Task directions — Render the lines below as a two-column CSV with the headers "target" and "coordinates". Give one row for each line that names something to point to, with that line in the first field and the coordinates after it in the second. Quote each field, replace any line breaks with spaces, and leave the pictures out.

* START Provided information *

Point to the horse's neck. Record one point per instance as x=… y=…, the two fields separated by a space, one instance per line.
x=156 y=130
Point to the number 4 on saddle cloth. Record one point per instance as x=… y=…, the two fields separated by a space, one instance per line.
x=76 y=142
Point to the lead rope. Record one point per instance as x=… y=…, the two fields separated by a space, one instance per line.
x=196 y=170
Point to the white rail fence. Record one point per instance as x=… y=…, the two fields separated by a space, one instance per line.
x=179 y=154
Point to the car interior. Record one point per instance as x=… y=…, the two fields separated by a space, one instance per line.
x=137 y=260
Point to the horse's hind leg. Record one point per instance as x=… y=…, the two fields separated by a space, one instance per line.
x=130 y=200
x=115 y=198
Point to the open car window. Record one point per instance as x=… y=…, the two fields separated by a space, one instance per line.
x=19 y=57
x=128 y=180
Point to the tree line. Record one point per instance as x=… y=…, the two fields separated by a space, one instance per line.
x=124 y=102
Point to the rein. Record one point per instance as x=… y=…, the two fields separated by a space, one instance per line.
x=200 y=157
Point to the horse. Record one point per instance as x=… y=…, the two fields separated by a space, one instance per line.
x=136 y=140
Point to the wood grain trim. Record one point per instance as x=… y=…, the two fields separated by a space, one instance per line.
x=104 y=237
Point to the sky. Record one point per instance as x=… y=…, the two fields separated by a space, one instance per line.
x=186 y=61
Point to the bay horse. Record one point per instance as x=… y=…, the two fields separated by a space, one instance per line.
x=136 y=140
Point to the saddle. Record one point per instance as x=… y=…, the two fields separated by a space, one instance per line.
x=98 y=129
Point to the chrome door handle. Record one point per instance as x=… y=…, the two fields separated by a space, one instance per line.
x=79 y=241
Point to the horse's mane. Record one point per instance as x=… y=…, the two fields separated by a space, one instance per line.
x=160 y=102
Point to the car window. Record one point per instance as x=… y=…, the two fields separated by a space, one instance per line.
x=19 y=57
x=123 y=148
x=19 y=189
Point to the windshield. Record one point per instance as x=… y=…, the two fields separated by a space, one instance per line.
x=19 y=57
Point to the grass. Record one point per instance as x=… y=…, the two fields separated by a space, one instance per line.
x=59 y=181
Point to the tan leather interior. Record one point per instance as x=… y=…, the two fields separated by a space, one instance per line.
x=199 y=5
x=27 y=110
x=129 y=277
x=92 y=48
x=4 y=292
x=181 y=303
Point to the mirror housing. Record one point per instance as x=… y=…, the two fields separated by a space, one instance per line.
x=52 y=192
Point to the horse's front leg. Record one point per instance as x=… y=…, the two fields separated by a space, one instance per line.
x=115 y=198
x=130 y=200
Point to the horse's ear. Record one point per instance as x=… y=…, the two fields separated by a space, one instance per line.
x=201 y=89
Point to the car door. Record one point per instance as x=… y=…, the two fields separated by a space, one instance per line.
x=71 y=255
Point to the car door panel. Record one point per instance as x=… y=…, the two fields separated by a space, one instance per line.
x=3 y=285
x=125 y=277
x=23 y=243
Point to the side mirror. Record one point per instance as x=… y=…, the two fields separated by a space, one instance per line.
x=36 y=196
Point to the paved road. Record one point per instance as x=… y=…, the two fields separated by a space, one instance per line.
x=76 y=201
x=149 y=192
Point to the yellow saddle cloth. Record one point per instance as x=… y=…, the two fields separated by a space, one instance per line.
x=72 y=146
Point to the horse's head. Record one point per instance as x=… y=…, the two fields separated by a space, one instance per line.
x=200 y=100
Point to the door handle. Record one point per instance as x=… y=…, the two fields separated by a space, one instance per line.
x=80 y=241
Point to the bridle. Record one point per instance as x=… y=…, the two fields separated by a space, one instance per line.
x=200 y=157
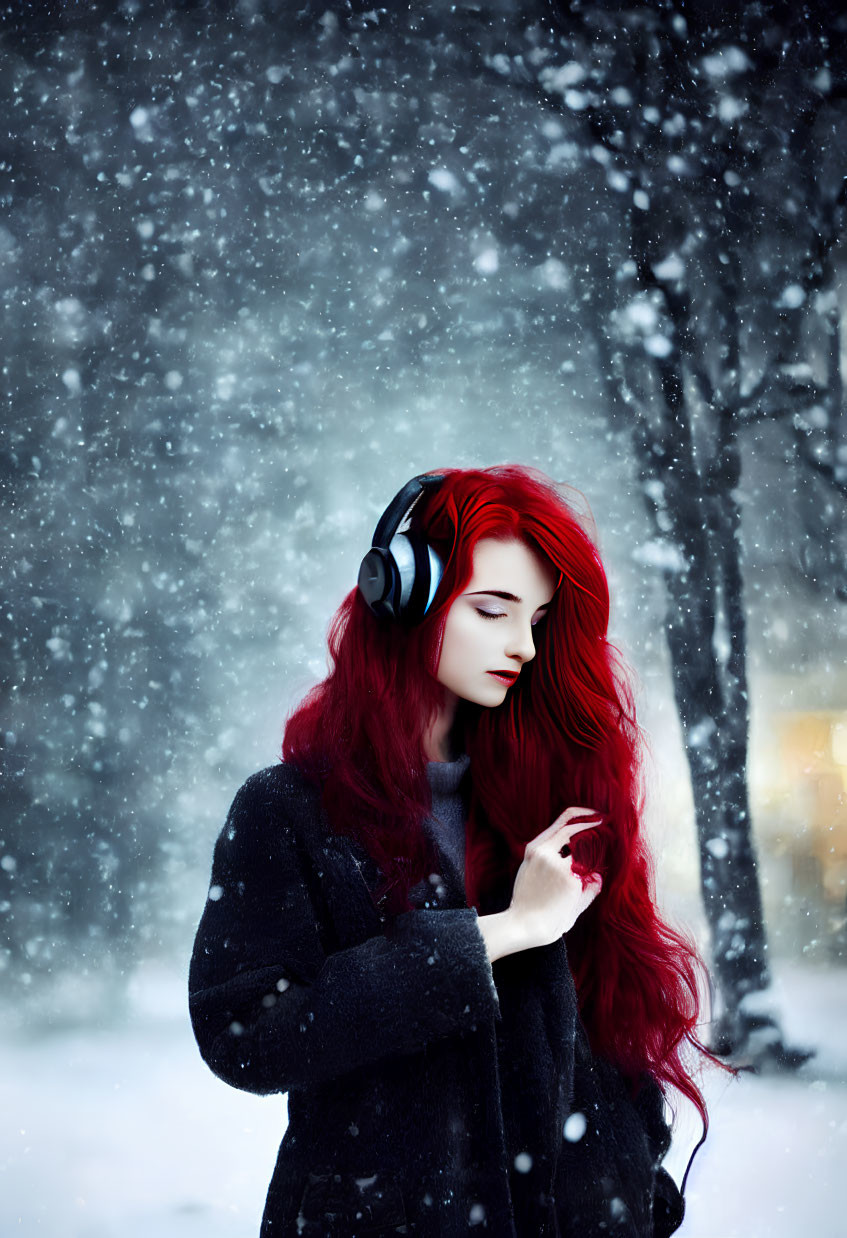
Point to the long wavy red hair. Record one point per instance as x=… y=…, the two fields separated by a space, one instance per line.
x=565 y=734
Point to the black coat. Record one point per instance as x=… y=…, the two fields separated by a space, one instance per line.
x=427 y=1088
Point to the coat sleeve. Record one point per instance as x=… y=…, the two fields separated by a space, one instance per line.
x=668 y=1202
x=271 y=1010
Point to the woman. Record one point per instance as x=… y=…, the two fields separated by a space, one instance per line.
x=432 y=924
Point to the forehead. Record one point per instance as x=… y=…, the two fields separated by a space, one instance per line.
x=512 y=566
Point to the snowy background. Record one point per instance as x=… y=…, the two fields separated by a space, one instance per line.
x=260 y=264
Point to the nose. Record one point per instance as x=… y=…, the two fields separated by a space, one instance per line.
x=520 y=643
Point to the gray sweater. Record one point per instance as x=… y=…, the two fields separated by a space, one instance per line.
x=446 y=827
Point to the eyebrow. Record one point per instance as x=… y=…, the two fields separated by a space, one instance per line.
x=507 y=597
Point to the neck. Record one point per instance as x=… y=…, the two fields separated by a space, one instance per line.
x=440 y=739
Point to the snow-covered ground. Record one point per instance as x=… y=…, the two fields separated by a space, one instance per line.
x=124 y=1133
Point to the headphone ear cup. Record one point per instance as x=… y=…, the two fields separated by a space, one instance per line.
x=420 y=570
x=378 y=581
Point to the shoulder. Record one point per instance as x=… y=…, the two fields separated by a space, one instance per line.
x=274 y=786
x=273 y=805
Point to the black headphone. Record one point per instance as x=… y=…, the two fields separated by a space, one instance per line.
x=400 y=572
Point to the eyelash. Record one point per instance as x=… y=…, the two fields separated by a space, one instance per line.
x=500 y=614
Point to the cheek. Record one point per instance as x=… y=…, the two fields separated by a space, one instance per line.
x=461 y=645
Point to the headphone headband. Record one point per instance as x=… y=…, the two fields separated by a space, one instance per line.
x=400 y=572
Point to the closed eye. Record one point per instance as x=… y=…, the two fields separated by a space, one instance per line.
x=500 y=614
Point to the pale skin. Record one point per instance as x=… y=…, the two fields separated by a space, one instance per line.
x=547 y=896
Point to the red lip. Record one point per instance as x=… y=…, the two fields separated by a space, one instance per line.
x=504 y=676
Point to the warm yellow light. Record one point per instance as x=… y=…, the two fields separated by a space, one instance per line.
x=840 y=743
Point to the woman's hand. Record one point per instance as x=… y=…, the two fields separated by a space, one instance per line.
x=547 y=896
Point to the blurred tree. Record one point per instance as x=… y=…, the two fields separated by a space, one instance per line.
x=717 y=135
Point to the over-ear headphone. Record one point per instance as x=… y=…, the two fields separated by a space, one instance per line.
x=400 y=572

* END Provided information *

Final result —
target,coordinates
"Point to the horse's neck. Record one point per instance as x=… y=…, the two fields separated by a space, one instance per line.","x=156 y=130"
"Point to the number 4 on saddle cloth. Record one point per instance as x=… y=…, the two fields separated by a space, one instance per line.","x=76 y=142"
"Point to the lead rope. Record one point per instance as x=… y=…, the two fields separated by a space, one instance per line.","x=196 y=170"
"Point to the white rail fence. Record one point per instance as x=… y=…, the two fields separated by a space, one instance per line.","x=179 y=154"
"Point to the car interior. Record one point per instance as x=… y=…, the two fields separated by a space, one instance per line.","x=137 y=260"
"Point to the horse's hind leg. Record one point per instance as x=… y=…, the two fields separated by a space, one instance per line.","x=130 y=200 x=115 y=198"
"Point to the open car window. Record one point per instance as x=… y=…, the two fields separated by a space, one instance per line.","x=19 y=57 x=128 y=180"
"Point to the tree line. Record one point per instance as x=… y=…, the two fields separated by a space, one instance per line.","x=124 y=102"
"Point to the rein. Record one point per instance as x=… y=…, the two fields separated by a space, one instance per line.","x=200 y=157"
"Point to the horse. Record one point per instance as x=… y=…, the two fields separated by a space, one instance per line.","x=136 y=140"
"Point to the wood grain trim. Record one point per instance as x=… y=…, the two fields separated by a space, one instance per line.","x=104 y=237"
"Point to the sky. Record one point per instance as x=… y=…, the two fields separated by a space, one instance per line.","x=186 y=61"
"Point to the bay horse. Record one point per instance as x=… y=…, the two fields separated by a space, one instance per line.","x=136 y=140"
"Point to the saddle. Record one point per instance as x=… y=…, the two fields separated by a space, one instance per line.","x=98 y=129"
"Point to the chrome door handle. Record one point per instance as x=… y=…, the two fields separated by a space, one instance per line.","x=79 y=241"
"Point to the horse's mane. Record one point per instance as x=… y=…, the two fields separated by a space, one instance per line.","x=160 y=102"
"Point to the car window. Record one point per instance as x=… y=…, the two fields separated by a space, one instance per line.","x=19 y=57 x=123 y=148 x=19 y=189"
"Point to the windshield. Record one point per instance as x=… y=…, the two fields separated by a space, one instance per line.","x=19 y=57"
"Point to the grass. Record one point per instance as x=… y=…, the two fields separated by a space, one instance per line.","x=59 y=181"
"Point to the tan leather interior. Record one point per instance as x=… y=…, the two fields separated by a space, one instance per line.","x=199 y=5 x=27 y=110 x=129 y=277 x=92 y=48 x=4 y=292 x=181 y=303"
"Point to the mirror housing. Record one point per instance as x=… y=…, the two fields separated by a space, one instance per line.","x=52 y=192"
"Point to the horse's front leg. Record one point per instance as x=… y=…, the two fields separated by a space, one instance per line.","x=115 y=198 x=130 y=200"
"Point to the horse's ear. Record one point per instance as x=… y=…, the two fields separated by a space, one instance per line.","x=201 y=89"
"Point to the car door. Record one point per instance as x=… y=…, the two fields separated by a space, one instance per line.","x=71 y=255"
"Point to the car door panel. Record one point per instance as x=… y=…, the two fields separated by a space, one instance per line.","x=3 y=285 x=125 y=277 x=23 y=243"
"Point to the side mirror. Record one point per instance as x=… y=…, the two fields separated by a space, one instance per line.","x=36 y=196"
"Point to the paved road. Record one point per instance as x=… y=…, the two fields separated by a space, one instance per line.","x=76 y=201 x=149 y=192"
"Point to the yellow saddle cloth. Record one point per instance as x=… y=…, the two fields separated by a space, one instance per line.","x=72 y=146"
"Point to the horse's head. Record one point per instance as x=… y=…, the two fields separated by a space, one instance per line.","x=200 y=100"
"Point to the door handle. Record one point per instance as x=… y=…, the two fields separated by a space, one instance per line.","x=80 y=241"
"Point to the bridle. Record one point per instance as x=… y=…, the two fields separated by a space, one instance per line.","x=200 y=157"
"Point to the long wavy red hair. Record one point per instance as x=… y=…, the two fields separated by a space, one instance per line.","x=565 y=734"
"Point to the black coat. Record one point per instance as x=… y=…, the two fields separated by a space, one instance per line.","x=427 y=1088"
"Point to the coat sleeve. Record one point per instance as x=… y=…, the two fields separated by a space, one instance per line.","x=668 y=1202 x=271 y=1010"
"Point to the woman. Record one point per instance as x=… y=…, the two fields separated by a space, one instance per line.","x=432 y=924"
"Point to the forehead. Record one point per instance as x=… y=…, the two fields separated by a space, one instance per line.","x=512 y=566"
"Point to the snowy background. Record one point per instance as x=… y=…, the two fields separated by a space, one instance per line.","x=260 y=264"
"Point to the nose. Record one point per instance as x=… y=…, the two fields separated by a space, one instance per line.","x=520 y=643"
"Point to the gray sweater. Record one point per instance as x=… y=…, the two fields separated by a space, one instance per line.","x=446 y=827"
"Point to the eyebrow. Record one point per instance as x=… y=…, the two fields separated by a space, one instance per line.","x=507 y=597"
"Point to the neck. Record one point per instance as x=… y=…, the two fields separated by a space, one instance per line.","x=440 y=739"
"Point to the snow-covered ground. Record one point per instance as x=… y=…, the two fields separated by a space, one instance per line.","x=124 y=1133"
"Point to the headphone ear cup. Record one point per instance as x=… y=…, the two fields separated by a space, one instance per line.","x=420 y=570 x=378 y=581"
"Point to the shoulder. Record one point per instance as x=… y=…, the two fields separated by a space, one instance per line.","x=274 y=786 x=273 y=805"
"Point to the black headphone. Record one point per instance as x=… y=…, the two fields separated by a space, one instance per line.","x=400 y=572"
"Point to the eyelash. Record one point per instance as x=… y=…, the two fields separated by a space, one instance per line.","x=500 y=614"
"Point to the cheek. Record one point per instance as x=… y=…, the two fields separated by a space, one instance per line.","x=461 y=645"
"Point to the headphone headband. Record one point per instance as x=… y=…, the two fields separated by a space, one instance per line.","x=400 y=572"
"Point to the closed eye. Record one point per instance as x=… y=…, the two fields separated by a space, one instance per line.","x=500 y=614"
"Point to the pale skin. Record one point per instance as x=… y=…, the two fields separated by a space, one instance per line.","x=547 y=896"
"Point to the red lip. Record one point per instance as x=… y=…, the two fields separated by a space, one instance per line.","x=504 y=676"
"Point to the warm yellow light. Record one point per instance as x=… y=…, the two fields separated by a space, one instance per line.","x=840 y=743"
"Point to the woman's hand. Record one point per instance as x=… y=…, the two fields separated by a space, one instance per line.","x=547 y=896"
"Point to the blurred tree. Record one point per instance as x=… y=…, the two fields separated by a space, one instance per line.","x=717 y=135"
"Point to the over-ear headphone. Record one point per instance as x=… y=…, the two fields separated by a space, one instance per line.","x=400 y=572"